BEGIN DATA TO EXAMINE
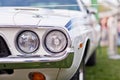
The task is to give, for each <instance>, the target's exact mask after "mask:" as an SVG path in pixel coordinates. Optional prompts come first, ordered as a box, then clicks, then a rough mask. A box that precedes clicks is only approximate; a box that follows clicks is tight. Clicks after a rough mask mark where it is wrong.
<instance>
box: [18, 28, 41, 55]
mask: <svg viewBox="0 0 120 80" xmlns="http://www.w3.org/2000/svg"><path fill="white" fill-rule="evenodd" d="M39 43H40V42H39V38H38V36H37V34H36V33H34V32H32V31H29V30H26V31H23V32H21V33H20V34H19V35H18V37H17V47H18V49H19V50H20V51H22V52H23V53H28V54H29V53H33V52H35V51H36V50H37V49H38V47H39Z"/></svg>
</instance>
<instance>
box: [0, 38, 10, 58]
mask: <svg viewBox="0 0 120 80" xmlns="http://www.w3.org/2000/svg"><path fill="white" fill-rule="evenodd" d="M9 55H11V53H10V50H9V48H8V46H7V44H6V42H5V40H4V39H3V38H2V37H1V36H0V58H1V57H7V56H9Z"/></svg>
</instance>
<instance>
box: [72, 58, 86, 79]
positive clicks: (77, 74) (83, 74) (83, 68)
mask: <svg viewBox="0 0 120 80" xmlns="http://www.w3.org/2000/svg"><path fill="white" fill-rule="evenodd" d="M70 80H85V60H82V63H81V65H80V67H79V69H78V70H77V71H76V73H75V74H74V76H73V77H72V78H71V79H70Z"/></svg>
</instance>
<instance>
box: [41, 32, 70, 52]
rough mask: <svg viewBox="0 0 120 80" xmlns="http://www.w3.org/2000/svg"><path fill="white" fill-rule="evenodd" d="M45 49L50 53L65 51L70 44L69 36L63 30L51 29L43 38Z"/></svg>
END DATA TO EXAMINE
YOUR ASSIGNMENT - Reproduce all of the rows above verbatim, leaving out the pictures.

TASK RESULT -
The task is to give, for each <instance>, the target's exact mask after "mask:" as an SVG path in pixel coordinates. Optional prompts come first, ordered as a box, then clicks, then a rough mask. A box that precedes clicks is only approximate; a box that follows clicks is tight. Clicks after a rough mask mark where it is wrong.
<instance>
box: [18, 28, 41, 55]
mask: <svg viewBox="0 0 120 80" xmlns="http://www.w3.org/2000/svg"><path fill="white" fill-rule="evenodd" d="M39 43H40V42H39V38H38V36H37V34H36V33H34V32H32V31H29V30H26V31H23V32H21V33H20V34H19V35H18V37H17V47H18V49H19V50H20V51H22V52H23V53H28V54H29V53H33V52H35V51H36V50H37V49H38V47H39Z"/></svg>
</instance>
<instance>
box: [0, 38, 10, 58]
mask: <svg viewBox="0 0 120 80" xmlns="http://www.w3.org/2000/svg"><path fill="white" fill-rule="evenodd" d="M9 55H11V53H10V50H9V48H8V46H7V44H6V42H5V40H4V39H3V38H2V37H1V36H0V58H1V57H7V56H9Z"/></svg>
</instance>
<instance>
box: [72, 58, 86, 79]
positive clicks: (77, 74) (83, 74) (83, 68)
mask: <svg viewBox="0 0 120 80" xmlns="http://www.w3.org/2000/svg"><path fill="white" fill-rule="evenodd" d="M70 80H85V60H82V63H81V65H80V67H79V69H78V70H77V71H76V73H75V74H74V76H73V77H72V78H71V79H70Z"/></svg>
</instance>
<instance>
box: [41, 32, 70, 52]
rough mask: <svg viewBox="0 0 120 80" xmlns="http://www.w3.org/2000/svg"><path fill="white" fill-rule="evenodd" d="M45 49L50 53L65 51L70 44L69 36L63 30L51 29L43 38Z"/></svg>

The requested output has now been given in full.